**Stated task**. Copy the material word for word, starting at its first line and continuing up to and including the line that contains "(1047, 631)".

— Begin Rows —

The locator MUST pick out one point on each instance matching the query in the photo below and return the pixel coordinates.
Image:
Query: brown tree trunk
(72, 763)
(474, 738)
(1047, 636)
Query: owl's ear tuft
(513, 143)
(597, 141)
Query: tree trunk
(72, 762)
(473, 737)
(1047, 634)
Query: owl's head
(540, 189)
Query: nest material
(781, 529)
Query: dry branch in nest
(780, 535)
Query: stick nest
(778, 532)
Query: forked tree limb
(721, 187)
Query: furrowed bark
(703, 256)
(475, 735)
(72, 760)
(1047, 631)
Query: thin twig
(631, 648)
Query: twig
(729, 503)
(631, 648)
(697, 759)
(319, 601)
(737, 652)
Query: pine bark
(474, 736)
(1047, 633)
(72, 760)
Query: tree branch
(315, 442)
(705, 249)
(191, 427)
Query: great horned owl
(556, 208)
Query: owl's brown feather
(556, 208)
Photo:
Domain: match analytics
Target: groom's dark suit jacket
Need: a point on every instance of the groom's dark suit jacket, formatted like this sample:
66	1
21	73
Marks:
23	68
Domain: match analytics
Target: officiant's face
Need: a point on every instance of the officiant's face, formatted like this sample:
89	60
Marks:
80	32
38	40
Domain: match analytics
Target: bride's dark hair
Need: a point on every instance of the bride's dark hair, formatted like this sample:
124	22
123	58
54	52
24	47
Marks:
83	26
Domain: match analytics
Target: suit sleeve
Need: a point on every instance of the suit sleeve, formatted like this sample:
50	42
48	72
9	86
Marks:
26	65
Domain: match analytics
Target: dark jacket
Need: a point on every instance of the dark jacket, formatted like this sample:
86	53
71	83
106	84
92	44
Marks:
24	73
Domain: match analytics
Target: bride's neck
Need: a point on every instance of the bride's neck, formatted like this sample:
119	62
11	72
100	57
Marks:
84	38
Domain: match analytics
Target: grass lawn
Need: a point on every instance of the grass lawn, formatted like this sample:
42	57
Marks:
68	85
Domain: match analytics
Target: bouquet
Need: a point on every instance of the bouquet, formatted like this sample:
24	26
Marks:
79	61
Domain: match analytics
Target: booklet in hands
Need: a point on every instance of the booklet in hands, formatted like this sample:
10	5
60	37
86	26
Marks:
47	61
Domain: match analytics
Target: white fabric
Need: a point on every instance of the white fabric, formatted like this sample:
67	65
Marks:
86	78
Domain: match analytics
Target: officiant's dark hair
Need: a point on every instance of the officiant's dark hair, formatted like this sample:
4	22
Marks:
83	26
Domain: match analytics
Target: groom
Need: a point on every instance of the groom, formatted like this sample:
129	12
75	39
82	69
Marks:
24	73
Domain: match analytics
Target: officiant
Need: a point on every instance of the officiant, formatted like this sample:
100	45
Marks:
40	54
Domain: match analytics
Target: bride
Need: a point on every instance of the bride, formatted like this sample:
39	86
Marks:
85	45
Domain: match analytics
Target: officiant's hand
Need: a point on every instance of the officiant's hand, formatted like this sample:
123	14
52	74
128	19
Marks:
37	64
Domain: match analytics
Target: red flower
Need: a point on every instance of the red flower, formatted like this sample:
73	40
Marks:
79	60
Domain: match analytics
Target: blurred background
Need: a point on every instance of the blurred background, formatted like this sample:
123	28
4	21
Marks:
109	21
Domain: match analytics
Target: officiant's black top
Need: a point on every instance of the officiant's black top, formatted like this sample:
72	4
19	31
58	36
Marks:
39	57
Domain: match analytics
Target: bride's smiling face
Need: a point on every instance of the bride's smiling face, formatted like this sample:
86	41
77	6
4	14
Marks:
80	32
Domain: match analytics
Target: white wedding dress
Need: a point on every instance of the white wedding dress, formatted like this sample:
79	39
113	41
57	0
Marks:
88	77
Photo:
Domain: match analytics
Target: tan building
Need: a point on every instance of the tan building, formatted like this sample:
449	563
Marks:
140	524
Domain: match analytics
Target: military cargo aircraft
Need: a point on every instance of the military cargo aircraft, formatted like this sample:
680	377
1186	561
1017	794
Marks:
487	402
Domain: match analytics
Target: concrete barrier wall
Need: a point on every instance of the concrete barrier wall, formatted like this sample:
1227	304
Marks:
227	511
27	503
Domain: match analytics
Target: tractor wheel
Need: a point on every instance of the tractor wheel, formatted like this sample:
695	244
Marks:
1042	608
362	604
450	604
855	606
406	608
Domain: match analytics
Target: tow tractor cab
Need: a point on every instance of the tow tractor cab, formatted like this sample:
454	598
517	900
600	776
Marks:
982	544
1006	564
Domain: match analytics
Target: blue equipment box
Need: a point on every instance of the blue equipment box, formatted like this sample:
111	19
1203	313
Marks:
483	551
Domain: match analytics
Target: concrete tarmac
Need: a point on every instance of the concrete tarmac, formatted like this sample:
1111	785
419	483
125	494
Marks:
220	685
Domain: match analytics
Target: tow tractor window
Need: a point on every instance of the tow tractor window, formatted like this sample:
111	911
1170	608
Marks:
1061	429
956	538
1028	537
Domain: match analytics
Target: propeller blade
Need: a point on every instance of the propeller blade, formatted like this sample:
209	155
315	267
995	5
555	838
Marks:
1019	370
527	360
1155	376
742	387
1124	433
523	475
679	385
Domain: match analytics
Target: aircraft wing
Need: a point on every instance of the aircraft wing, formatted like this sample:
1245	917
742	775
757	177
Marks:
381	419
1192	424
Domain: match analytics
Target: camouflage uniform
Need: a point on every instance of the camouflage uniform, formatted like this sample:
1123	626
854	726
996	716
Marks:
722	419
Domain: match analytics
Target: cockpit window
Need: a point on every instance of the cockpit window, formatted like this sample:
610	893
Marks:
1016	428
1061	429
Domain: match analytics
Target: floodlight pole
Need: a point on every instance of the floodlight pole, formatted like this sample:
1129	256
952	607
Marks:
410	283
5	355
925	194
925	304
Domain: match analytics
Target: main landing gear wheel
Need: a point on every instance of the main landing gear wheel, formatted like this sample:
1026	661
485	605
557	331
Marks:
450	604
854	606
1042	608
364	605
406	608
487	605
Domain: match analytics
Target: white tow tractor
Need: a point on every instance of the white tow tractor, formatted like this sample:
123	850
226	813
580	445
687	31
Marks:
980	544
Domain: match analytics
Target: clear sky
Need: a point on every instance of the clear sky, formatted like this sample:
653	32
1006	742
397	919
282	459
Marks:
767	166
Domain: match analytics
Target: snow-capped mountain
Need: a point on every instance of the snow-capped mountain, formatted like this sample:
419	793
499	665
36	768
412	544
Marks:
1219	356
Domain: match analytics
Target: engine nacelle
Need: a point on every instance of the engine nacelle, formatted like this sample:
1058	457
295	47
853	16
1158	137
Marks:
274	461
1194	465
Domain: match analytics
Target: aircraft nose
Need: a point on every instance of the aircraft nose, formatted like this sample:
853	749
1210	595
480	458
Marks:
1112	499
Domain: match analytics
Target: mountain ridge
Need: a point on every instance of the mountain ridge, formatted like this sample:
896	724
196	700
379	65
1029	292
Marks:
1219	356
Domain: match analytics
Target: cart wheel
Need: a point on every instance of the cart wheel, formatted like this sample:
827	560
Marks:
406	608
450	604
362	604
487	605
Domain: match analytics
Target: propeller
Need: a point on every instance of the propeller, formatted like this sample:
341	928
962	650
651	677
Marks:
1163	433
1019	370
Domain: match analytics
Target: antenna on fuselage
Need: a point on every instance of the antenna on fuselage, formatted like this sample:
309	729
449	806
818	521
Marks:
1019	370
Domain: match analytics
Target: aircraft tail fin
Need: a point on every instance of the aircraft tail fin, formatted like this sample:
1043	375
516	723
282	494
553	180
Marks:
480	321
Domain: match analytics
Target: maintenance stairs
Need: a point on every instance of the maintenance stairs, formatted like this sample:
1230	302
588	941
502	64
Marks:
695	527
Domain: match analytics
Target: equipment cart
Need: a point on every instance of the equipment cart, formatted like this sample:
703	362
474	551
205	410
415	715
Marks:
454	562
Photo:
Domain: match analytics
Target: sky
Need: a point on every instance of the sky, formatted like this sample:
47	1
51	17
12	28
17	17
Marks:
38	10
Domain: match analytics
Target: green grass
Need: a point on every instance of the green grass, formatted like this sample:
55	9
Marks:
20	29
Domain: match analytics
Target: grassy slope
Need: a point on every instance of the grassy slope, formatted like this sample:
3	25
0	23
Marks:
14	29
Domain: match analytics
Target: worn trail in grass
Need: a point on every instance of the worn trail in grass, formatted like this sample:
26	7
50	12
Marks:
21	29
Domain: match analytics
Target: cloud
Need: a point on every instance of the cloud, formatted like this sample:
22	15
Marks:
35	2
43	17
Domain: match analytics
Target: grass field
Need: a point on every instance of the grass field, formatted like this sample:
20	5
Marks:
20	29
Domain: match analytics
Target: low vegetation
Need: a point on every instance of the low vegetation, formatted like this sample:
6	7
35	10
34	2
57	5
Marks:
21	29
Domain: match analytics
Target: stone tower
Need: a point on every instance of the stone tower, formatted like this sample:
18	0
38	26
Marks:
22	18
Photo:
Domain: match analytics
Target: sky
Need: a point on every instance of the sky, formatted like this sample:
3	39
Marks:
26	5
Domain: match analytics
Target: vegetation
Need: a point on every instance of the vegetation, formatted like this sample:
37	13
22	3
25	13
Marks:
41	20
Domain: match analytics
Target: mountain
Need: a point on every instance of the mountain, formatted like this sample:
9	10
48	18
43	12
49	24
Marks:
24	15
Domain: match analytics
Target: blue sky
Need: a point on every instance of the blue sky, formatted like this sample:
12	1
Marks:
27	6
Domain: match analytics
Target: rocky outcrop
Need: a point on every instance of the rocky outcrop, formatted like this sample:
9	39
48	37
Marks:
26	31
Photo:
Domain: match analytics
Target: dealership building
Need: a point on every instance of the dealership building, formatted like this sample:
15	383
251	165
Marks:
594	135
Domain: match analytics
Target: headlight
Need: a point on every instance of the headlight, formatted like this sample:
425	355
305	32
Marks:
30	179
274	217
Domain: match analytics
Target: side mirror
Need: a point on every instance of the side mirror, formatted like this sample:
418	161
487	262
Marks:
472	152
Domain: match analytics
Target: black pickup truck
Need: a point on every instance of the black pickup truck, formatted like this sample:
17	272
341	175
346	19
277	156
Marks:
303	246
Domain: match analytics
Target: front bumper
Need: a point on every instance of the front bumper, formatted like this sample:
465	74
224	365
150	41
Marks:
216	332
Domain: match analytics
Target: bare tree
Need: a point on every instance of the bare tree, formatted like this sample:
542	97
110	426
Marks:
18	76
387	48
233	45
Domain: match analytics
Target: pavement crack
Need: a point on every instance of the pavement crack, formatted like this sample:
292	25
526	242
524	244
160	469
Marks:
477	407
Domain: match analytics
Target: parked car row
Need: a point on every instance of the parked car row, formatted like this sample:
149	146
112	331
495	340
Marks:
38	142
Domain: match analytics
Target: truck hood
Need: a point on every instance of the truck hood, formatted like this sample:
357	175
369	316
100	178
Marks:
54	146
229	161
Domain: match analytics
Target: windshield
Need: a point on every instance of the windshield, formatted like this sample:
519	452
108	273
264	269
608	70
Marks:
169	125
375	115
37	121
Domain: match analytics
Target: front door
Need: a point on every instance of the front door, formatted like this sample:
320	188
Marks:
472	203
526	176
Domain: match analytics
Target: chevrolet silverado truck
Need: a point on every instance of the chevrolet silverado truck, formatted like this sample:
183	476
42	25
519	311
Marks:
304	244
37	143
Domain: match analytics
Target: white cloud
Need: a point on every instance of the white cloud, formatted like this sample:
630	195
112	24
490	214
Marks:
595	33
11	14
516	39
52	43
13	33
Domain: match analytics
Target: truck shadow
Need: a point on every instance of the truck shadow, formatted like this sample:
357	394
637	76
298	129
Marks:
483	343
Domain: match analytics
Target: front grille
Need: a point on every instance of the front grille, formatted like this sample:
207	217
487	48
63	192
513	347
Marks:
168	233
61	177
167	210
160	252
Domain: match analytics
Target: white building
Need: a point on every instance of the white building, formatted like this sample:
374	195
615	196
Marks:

— End Rows —

**Result for this task**.
The locator MUST pick out one point on each instance matching the query in the photo below and return the pixel coordinates.
Image:
Query: brown tree trunk
(72, 763)
(474, 738)
(1047, 636)
Query: owl's ear tuft
(513, 143)
(597, 141)
Query: tree trunk
(72, 762)
(473, 737)
(1047, 634)
Query: owl's head
(540, 189)
Query: nest material
(781, 529)
Query: dry branch in nest
(780, 535)
Query: stick nest
(778, 532)
Query: forked tree limb
(721, 187)
Query: furrowed bark
(703, 256)
(475, 735)
(72, 760)
(1047, 631)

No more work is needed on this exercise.